> _EXERCISE BRIEF_: Beginning at the line containing "trace the outline of every instance of the green", output every line to the end of the data below exactly as it appears.

(Object outline annotations)
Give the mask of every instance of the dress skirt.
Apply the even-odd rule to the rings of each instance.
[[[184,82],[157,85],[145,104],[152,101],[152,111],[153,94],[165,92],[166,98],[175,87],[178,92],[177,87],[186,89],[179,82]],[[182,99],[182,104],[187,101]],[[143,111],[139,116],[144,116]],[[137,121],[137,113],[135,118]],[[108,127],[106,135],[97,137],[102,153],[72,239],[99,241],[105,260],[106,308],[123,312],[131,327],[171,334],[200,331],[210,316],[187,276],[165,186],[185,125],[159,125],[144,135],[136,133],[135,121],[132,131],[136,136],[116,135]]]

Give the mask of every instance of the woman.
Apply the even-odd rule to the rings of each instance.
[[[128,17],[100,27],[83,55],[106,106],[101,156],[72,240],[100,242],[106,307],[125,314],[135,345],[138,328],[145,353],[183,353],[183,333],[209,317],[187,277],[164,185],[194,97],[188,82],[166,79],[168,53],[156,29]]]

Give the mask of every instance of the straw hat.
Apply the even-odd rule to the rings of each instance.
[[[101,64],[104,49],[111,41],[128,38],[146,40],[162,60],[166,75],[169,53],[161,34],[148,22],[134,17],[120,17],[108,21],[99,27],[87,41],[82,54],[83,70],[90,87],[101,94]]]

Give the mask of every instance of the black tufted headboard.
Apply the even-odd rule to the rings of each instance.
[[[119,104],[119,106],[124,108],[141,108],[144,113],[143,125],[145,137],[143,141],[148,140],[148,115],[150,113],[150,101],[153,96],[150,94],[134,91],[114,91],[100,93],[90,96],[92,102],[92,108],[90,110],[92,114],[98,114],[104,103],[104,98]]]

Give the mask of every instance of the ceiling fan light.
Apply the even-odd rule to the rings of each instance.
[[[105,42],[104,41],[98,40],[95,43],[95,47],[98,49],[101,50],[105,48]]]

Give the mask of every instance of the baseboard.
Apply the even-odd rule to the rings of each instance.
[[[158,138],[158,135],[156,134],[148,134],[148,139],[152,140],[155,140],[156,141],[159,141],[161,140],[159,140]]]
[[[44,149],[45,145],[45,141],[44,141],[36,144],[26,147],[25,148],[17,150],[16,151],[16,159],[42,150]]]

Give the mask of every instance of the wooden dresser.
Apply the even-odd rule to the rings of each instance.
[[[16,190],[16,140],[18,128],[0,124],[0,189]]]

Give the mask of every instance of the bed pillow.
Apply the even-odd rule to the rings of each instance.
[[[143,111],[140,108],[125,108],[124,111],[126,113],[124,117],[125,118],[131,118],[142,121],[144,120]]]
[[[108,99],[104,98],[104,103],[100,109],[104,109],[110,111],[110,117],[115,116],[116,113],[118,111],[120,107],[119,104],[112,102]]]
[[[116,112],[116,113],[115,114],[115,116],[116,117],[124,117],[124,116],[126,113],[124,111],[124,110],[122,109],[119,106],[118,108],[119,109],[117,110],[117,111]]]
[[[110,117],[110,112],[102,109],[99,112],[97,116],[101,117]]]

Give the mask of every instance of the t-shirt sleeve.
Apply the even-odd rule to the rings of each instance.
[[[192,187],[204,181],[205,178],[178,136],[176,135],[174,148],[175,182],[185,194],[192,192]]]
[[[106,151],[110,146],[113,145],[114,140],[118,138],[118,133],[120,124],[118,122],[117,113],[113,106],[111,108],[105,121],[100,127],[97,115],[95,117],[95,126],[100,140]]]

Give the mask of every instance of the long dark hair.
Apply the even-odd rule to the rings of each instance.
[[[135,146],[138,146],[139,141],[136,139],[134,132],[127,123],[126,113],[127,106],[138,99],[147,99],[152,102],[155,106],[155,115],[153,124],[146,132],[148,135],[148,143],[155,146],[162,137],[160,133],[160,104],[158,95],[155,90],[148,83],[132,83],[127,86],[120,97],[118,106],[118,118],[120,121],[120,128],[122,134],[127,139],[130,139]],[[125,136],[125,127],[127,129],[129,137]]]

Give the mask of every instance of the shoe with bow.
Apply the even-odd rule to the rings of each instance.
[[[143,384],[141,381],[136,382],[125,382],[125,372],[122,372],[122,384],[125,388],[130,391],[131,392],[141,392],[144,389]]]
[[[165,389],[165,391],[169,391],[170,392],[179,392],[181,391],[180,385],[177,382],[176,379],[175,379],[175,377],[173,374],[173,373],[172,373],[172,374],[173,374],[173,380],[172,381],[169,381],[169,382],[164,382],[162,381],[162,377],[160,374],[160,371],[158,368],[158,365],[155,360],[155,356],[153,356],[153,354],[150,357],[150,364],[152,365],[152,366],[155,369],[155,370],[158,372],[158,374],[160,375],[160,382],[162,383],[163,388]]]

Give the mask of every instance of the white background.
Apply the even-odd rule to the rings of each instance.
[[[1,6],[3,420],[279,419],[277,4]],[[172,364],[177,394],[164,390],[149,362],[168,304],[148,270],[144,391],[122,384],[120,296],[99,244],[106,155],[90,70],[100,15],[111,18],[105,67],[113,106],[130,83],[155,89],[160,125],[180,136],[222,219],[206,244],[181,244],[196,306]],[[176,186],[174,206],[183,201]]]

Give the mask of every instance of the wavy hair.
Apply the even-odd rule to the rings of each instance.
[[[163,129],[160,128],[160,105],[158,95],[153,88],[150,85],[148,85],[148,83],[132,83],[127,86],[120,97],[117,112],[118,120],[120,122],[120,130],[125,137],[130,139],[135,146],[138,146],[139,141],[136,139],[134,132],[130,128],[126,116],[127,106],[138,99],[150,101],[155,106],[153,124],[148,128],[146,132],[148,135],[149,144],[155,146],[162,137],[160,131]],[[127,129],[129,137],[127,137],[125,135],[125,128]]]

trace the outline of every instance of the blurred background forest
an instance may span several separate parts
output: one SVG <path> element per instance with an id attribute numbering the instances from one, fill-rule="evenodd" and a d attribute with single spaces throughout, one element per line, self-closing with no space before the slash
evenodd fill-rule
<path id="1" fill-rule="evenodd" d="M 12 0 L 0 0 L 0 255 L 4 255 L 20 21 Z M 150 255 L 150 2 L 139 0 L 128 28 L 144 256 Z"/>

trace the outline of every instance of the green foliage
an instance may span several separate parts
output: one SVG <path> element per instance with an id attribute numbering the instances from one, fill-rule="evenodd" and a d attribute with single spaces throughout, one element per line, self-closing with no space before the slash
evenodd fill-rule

> _SOLUTION FOR THIS EXERCISE_:
trace the outline of every instance of the green foliage
an instance may span several separate parts
output: one SVG <path> element per instance with an id attribute numbering the instances from one, fill-rule="evenodd" and a d attribute with single spaces throughout, one element per line, self-closing with no space before the slash
evenodd fill-rule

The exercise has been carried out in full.